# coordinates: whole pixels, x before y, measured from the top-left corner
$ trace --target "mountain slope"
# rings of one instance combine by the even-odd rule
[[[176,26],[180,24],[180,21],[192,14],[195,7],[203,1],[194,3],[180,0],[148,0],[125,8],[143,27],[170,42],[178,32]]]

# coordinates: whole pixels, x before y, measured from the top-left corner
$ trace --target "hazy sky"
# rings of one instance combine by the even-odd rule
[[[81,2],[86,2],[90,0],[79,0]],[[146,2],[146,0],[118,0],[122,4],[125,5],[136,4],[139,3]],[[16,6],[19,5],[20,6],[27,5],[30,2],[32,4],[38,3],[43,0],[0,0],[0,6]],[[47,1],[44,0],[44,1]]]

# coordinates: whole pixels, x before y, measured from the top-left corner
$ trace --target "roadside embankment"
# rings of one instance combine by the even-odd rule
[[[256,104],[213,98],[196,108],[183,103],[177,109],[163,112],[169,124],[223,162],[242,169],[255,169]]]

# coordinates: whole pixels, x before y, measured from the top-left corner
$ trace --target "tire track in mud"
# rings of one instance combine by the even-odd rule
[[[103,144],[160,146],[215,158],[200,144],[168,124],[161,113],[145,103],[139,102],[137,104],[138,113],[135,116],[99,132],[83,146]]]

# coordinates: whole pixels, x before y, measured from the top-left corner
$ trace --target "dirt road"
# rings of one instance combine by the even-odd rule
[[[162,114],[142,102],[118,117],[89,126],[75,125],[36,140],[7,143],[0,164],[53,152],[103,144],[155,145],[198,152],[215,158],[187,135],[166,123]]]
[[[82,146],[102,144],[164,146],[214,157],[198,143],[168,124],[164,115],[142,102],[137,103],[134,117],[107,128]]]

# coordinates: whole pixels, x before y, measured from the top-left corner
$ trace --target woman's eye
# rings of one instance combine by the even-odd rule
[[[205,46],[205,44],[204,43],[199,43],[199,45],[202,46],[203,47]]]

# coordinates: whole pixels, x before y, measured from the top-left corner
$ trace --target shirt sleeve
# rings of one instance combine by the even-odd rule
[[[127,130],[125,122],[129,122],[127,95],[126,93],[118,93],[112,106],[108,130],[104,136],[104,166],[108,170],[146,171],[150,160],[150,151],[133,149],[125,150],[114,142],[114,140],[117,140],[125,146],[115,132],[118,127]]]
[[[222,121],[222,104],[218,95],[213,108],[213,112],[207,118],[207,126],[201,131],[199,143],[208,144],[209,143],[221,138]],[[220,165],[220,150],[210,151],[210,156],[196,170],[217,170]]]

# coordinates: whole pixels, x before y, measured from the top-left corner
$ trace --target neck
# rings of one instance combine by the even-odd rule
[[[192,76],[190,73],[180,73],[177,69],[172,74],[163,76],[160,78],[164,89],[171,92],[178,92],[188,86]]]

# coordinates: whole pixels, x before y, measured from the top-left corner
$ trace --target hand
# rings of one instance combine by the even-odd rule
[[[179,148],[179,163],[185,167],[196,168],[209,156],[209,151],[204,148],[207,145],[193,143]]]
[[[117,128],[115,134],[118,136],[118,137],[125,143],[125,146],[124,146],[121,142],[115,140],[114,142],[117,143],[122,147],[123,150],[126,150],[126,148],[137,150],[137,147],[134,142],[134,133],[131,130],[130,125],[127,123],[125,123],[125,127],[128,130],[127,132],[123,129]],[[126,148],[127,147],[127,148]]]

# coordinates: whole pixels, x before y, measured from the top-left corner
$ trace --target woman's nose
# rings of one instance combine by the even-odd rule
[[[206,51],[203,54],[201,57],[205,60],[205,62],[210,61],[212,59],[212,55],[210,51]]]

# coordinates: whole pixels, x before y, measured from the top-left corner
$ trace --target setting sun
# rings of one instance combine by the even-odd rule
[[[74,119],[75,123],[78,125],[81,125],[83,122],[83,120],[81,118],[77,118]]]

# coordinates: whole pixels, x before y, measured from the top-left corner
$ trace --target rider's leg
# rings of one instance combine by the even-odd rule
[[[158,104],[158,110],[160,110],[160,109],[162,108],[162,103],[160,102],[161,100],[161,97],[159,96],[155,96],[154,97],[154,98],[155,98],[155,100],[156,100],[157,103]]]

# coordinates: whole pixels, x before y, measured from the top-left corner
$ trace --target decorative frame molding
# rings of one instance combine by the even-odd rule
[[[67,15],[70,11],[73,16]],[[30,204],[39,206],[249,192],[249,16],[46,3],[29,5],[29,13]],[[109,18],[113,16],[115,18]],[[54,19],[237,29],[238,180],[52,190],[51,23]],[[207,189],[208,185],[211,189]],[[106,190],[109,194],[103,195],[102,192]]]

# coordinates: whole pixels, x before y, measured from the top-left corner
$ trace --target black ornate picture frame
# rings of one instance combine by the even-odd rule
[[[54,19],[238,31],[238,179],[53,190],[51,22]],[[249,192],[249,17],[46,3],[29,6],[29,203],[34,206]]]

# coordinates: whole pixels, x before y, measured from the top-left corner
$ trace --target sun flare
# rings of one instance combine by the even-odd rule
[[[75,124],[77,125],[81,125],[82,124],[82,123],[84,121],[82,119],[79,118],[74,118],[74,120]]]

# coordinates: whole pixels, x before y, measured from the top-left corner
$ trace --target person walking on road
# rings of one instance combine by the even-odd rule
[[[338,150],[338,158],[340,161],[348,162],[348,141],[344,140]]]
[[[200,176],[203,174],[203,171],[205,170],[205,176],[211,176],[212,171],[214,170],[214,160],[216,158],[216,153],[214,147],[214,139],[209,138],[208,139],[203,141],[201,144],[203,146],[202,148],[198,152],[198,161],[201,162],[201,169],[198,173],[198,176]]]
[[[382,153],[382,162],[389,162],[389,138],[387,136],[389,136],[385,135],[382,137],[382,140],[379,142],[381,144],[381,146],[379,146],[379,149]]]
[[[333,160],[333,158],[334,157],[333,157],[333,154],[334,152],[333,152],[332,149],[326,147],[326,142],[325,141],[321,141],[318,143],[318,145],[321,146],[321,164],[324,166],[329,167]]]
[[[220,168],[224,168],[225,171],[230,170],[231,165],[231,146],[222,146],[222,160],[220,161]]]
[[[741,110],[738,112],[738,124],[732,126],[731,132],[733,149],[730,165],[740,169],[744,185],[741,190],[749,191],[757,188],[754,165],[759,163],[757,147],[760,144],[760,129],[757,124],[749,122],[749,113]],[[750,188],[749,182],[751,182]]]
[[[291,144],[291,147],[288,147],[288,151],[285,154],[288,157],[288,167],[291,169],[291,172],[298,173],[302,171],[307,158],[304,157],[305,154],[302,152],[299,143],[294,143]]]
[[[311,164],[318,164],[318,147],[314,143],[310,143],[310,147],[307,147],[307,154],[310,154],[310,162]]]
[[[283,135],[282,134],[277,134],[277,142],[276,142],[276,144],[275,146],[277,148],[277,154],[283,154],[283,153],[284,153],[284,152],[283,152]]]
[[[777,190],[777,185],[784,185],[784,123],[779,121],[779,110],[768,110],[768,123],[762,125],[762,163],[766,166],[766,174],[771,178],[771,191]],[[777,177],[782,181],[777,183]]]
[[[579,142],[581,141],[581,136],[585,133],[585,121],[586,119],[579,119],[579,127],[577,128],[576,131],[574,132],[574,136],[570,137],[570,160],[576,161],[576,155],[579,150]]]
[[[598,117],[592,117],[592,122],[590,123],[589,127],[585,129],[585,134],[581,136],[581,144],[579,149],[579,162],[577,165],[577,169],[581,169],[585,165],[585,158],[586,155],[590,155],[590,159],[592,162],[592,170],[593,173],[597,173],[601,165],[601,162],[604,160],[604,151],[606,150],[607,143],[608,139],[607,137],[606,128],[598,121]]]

▶ [PROBLEM]
Copy out the full set of records precisely, leaving nothing out.

▶ [EXERCISE SOLUTION]
# coordinates: whole pixels, x before y, measured from the top-left corner
$ trace --target "mountain slope"
# rings of one instance combine by the even-odd rule
[[[176,26],[180,24],[180,21],[192,14],[195,7],[203,1],[194,3],[180,0],[148,0],[125,8],[143,27],[170,42],[178,32]]]

# coordinates: whole pixels, x before y, measured from the top-left corner
$ trace --target "hazy sky"
# rings of one instance combine by the even-odd rule
[[[81,2],[86,2],[90,0],[79,0]],[[146,2],[146,0],[118,0],[122,4],[125,5],[136,4],[139,3]],[[16,6],[19,5],[20,6],[27,5],[30,2],[32,4],[38,3],[43,0],[0,0],[0,6]],[[47,1],[44,0],[44,1]]]

# coordinates: whole pixels, x before y, measured from the top-left corner
$ trace --target "roadside embankment"
# rings of one instance combine by the even-odd rule
[[[256,104],[213,98],[196,108],[183,103],[177,109],[163,112],[169,124],[223,162],[242,169],[255,169]]]

# coordinates: whole pixels, x before y, measured from the top-left corner
$ trace --target "tire track in mud"
# rings of one instance combine by the even-odd rule
[[[103,144],[160,146],[215,158],[200,144],[168,124],[161,113],[145,103],[139,102],[137,104],[138,113],[135,116],[99,132],[83,146]]]

# coordinates: whole pixels, x before y, measured from the top-left corner
$ trace --target "dirt road"
# rings of one instance combine by the even-odd rule
[[[162,114],[142,102],[118,117],[89,126],[75,125],[36,140],[7,143],[0,164],[53,152],[103,144],[155,145],[198,152],[215,158],[187,135],[166,123]]]
[[[82,146],[102,144],[164,146],[214,157],[198,143],[168,124],[164,115],[142,102],[137,103],[134,117],[107,128]]]

# coordinates: whole pixels, x before y, measured from the top-left corner
$ trace --target woman's eye
# rings of one instance combine by the even-odd rule
[[[205,46],[205,44],[204,43],[199,43],[199,45],[202,46],[203,47]]]

# coordinates: whole pixels, x before y, measured from the top-left corner
$ trace --target shirt sleeve
# rings of one instance combine by the even-odd rule
[[[127,130],[125,122],[129,122],[127,95],[126,93],[118,93],[112,106],[108,130],[104,136],[104,166],[108,170],[146,171],[150,160],[150,151],[133,149],[125,150],[114,142],[114,140],[117,140],[125,146],[115,132],[118,127]]]
[[[222,121],[222,104],[218,95],[213,108],[213,112],[207,118],[207,126],[201,131],[199,143],[208,144],[209,143],[221,138]],[[220,165],[220,150],[210,151],[210,156],[196,170],[217,170]]]

# coordinates: whole pixels, x before y, measured from the top-left corner
$ trace --target neck
# rings of one instance combine by the even-odd rule
[[[192,76],[190,73],[180,73],[177,69],[172,74],[163,76],[160,78],[164,89],[171,92],[178,92],[188,86]]]

# coordinates: whole pixels, x before y, measured from the top-left corner
$ trace --target hand
# rings of one instance combine by the even-odd rule
[[[179,148],[179,163],[185,167],[196,168],[209,156],[209,151],[204,148],[207,145],[193,143]]]
[[[117,128],[115,134],[118,136],[118,137],[125,143],[125,146],[124,146],[121,142],[115,140],[114,142],[117,143],[122,147],[123,150],[126,150],[126,148],[137,150],[137,147],[134,142],[134,133],[131,130],[130,125],[127,123],[125,123],[125,127],[128,130],[127,132],[123,129]],[[126,148],[127,147],[127,148]]]

# coordinates: whole pixels, x before y, measured from the top-left corner
$ trace --target woman's nose
# rings of one instance combine by the even-odd rule
[[[206,51],[203,54],[201,57],[205,60],[205,62],[210,61],[212,59],[212,55],[210,51]]]

# coordinates: whole pixels, x before y, measured from the top-left corner
$ trace --target setting sun
# rings of one instance combine by the even-odd rule
[[[74,119],[75,123],[78,125],[81,125],[83,122],[83,120],[81,118],[77,118]]]

# coordinates: whole pixels, x before y, measured from the top-left corner
$ trace --target rider's leg
# rings of one instance combine by the even-odd rule
[[[158,104],[158,110],[160,110],[160,109],[162,108],[162,103],[160,102],[161,100],[161,97],[159,96],[155,96],[154,97],[154,98],[155,98],[155,100],[156,100],[157,103]]]

# coordinates: whole pixels, x before y, measured from the top-left corner
$ trace --target decorative frame molding
# rings of one instance combine by the even-odd rule
[[[67,15],[70,11],[73,16]],[[30,204],[39,206],[249,192],[249,16],[46,3],[29,5],[29,13]],[[109,18],[113,16],[115,18]],[[54,19],[237,29],[238,180],[52,190],[51,23]],[[207,189],[208,185],[211,189]],[[106,190],[109,194],[103,195],[102,192]]]

# coordinates: whole pixels, x before y, measured from the top-left corner
$ trace --target black ornate picture frame
# rings of one instance combine by the even-odd rule
[[[54,19],[238,31],[238,179],[53,190],[51,22]],[[249,192],[249,17],[46,3],[29,6],[29,203],[34,206]]]

# coordinates: whole pixels, x before y, measured from the top-left corner
$ trace --target sun flare
# rings of one instance combine by the even-odd rule
[[[75,124],[77,125],[81,125],[82,124],[82,123],[84,121],[82,119],[79,118],[74,118],[74,120]]]

# coordinates: whole pixels, x before y, measured from the top-left corner
$ trace --target person walking on road
# rings of one instance combine by the even-odd rule
[[[338,150],[338,158],[340,161],[348,162],[348,141],[344,140]]]
[[[200,176],[203,174],[203,171],[205,170],[205,176],[211,176],[212,171],[214,170],[214,160],[216,158],[216,153],[214,147],[214,139],[209,138],[208,139],[203,141],[201,144],[203,146],[202,148],[198,152],[198,161],[201,162],[201,169],[198,173],[198,176]]]
[[[382,153],[382,162],[389,162],[389,138],[387,136],[389,136],[385,135],[382,137],[382,140],[379,142],[381,144],[381,146],[379,146],[379,149]]]
[[[333,160],[333,158],[334,157],[333,157],[333,154],[334,152],[333,152],[332,149],[326,147],[326,142],[325,141],[321,141],[318,143],[318,145],[321,146],[321,164],[324,166],[329,167]]]
[[[220,168],[224,168],[225,171],[230,170],[231,165],[231,146],[222,146],[222,160],[220,161]]]
[[[741,110],[738,112],[738,124],[732,126],[731,132],[733,149],[730,165],[740,169],[744,185],[741,190],[749,191],[757,188],[754,165],[759,163],[757,147],[760,144],[760,129],[757,124],[749,122],[749,113]],[[750,188],[749,182],[751,182]]]
[[[291,144],[291,147],[288,147],[288,151],[285,154],[288,157],[288,167],[291,169],[291,172],[298,173],[302,171],[307,158],[304,157],[305,154],[302,152],[299,143],[294,143]]]
[[[311,164],[318,164],[318,147],[314,143],[310,143],[310,147],[307,147],[307,154],[310,154],[310,162]]]
[[[283,135],[282,134],[277,134],[277,142],[276,142],[276,144],[275,146],[277,148],[277,154],[283,154],[283,153],[284,153],[284,152],[283,152]]]
[[[777,190],[777,185],[784,185],[784,123],[779,121],[779,110],[768,110],[768,123],[762,125],[762,163],[766,166],[766,174],[771,178],[771,191]],[[777,177],[782,181],[777,183]]]
[[[579,142],[581,141],[581,136],[585,133],[585,121],[586,119],[579,119],[579,127],[577,128],[576,131],[574,132],[574,136],[570,137],[570,160],[576,161],[576,155],[579,150]]]
[[[598,117],[592,117],[592,122],[590,123],[589,127],[585,129],[585,134],[581,136],[581,144],[579,149],[579,162],[577,165],[577,169],[581,169],[585,165],[585,158],[586,155],[590,155],[590,159],[592,162],[592,170],[593,173],[597,173],[601,165],[601,162],[604,160],[604,151],[606,150],[607,143],[608,139],[607,137],[606,128],[598,121]]]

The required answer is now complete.